-------- INPUT DATA

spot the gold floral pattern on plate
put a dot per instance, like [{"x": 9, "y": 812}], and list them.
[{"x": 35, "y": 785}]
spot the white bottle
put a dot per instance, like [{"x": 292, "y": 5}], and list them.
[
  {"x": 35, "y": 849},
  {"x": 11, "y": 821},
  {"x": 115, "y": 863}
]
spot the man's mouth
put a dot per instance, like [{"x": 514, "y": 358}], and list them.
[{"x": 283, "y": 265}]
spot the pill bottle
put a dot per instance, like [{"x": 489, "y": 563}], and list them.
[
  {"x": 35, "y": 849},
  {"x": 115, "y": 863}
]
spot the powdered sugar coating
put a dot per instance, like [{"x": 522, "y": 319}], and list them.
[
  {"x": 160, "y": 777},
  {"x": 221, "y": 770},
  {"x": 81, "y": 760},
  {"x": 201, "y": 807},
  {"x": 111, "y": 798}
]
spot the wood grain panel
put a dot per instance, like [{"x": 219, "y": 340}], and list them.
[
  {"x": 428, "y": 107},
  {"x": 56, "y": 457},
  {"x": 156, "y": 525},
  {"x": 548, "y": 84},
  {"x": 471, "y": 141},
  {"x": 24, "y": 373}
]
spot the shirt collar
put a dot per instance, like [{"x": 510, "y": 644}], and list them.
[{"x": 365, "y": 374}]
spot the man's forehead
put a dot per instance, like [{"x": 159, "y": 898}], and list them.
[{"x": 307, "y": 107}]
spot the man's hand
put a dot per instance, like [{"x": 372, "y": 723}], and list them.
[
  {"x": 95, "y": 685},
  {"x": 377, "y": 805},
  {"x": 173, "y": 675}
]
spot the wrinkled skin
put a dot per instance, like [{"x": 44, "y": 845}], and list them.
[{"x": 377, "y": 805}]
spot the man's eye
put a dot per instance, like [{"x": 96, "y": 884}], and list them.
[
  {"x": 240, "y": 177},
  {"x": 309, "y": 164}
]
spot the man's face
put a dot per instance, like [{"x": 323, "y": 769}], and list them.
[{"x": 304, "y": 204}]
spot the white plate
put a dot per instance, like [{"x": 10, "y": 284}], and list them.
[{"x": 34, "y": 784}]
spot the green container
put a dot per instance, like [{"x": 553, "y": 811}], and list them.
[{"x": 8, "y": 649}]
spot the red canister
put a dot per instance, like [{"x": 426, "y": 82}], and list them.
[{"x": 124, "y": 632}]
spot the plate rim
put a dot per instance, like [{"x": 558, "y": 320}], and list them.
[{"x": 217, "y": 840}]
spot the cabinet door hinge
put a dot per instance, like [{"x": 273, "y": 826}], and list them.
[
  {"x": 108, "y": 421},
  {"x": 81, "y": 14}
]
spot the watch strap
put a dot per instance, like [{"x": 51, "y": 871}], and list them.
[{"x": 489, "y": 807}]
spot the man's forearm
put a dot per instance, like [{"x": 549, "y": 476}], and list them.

----------------

→ **TASK TO CARRY OUT**: Please reproduce all of the data above word for word, with nothing added or changed.

→ **COMPLETED TASK**:
spot the gold floral pattern on plate
put a dot per instance, like [{"x": 9, "y": 812}], and list them.
[{"x": 35, "y": 785}]
spot the white bottle
put a dot per instance, like [{"x": 292, "y": 5}], and list them.
[
  {"x": 35, "y": 849},
  {"x": 11, "y": 821},
  {"x": 115, "y": 863}
]
spot the man's mouth
put a dot per instance, like [{"x": 514, "y": 358}], and list them.
[{"x": 283, "y": 265}]
spot the pill bottle
put a dot per instance, like [{"x": 489, "y": 563}], and list them.
[
  {"x": 35, "y": 849},
  {"x": 115, "y": 863}
]
spot the powdered sugar coating
put a dot per instance, like [{"x": 522, "y": 319}], and list them.
[
  {"x": 160, "y": 777},
  {"x": 221, "y": 770},
  {"x": 81, "y": 760},
  {"x": 201, "y": 807},
  {"x": 111, "y": 798}
]
spot the wood grain panel
put a dot per instance, like [{"x": 219, "y": 340}], and list them.
[
  {"x": 428, "y": 107},
  {"x": 56, "y": 457},
  {"x": 156, "y": 525},
  {"x": 548, "y": 84},
  {"x": 471, "y": 141},
  {"x": 24, "y": 373}
]
spot the shirt collar
put a dot per instance, like [{"x": 510, "y": 644}], and list them.
[{"x": 365, "y": 374}]
spot the man's forehead
put a dot per instance, like [{"x": 159, "y": 898}], and list them.
[{"x": 307, "y": 107}]
spot the man's hand
put a dot per instance, like [{"x": 372, "y": 723}], and list them.
[
  {"x": 95, "y": 685},
  {"x": 377, "y": 805},
  {"x": 173, "y": 675}
]
spot the wrinkled skin
put a dot per instance, like [{"x": 44, "y": 845}], and list them.
[{"x": 377, "y": 805}]
spot the man's eye
put a dot per instance, like [{"x": 96, "y": 884}], and list them.
[
  {"x": 240, "y": 177},
  {"x": 309, "y": 164}
]
spot the man's face
put a dot per instance, like [{"x": 323, "y": 769}], and list them.
[{"x": 304, "y": 204}]
spot the white plate
put a dot per instance, like [{"x": 10, "y": 284}], and list them.
[{"x": 34, "y": 784}]
spot the green container
put a dot per instance, like [{"x": 553, "y": 811}], and list them.
[{"x": 8, "y": 649}]
spot the red canister
put a dot per instance, like [{"x": 426, "y": 82}], and list them.
[{"x": 124, "y": 632}]
spot the plate rim
put a dot per instance, like [{"x": 558, "y": 320}], and list them.
[{"x": 217, "y": 840}]
spot the cabinet door hinge
put a dot per instance, like [{"x": 273, "y": 826}], and list them.
[
  {"x": 108, "y": 421},
  {"x": 81, "y": 14}
]
spot the watch strap
put a dot per instance, like [{"x": 51, "y": 871}], and list them.
[{"x": 489, "y": 807}]
spot the man's forearm
put a dot per instance, like [{"x": 549, "y": 476}], and list them.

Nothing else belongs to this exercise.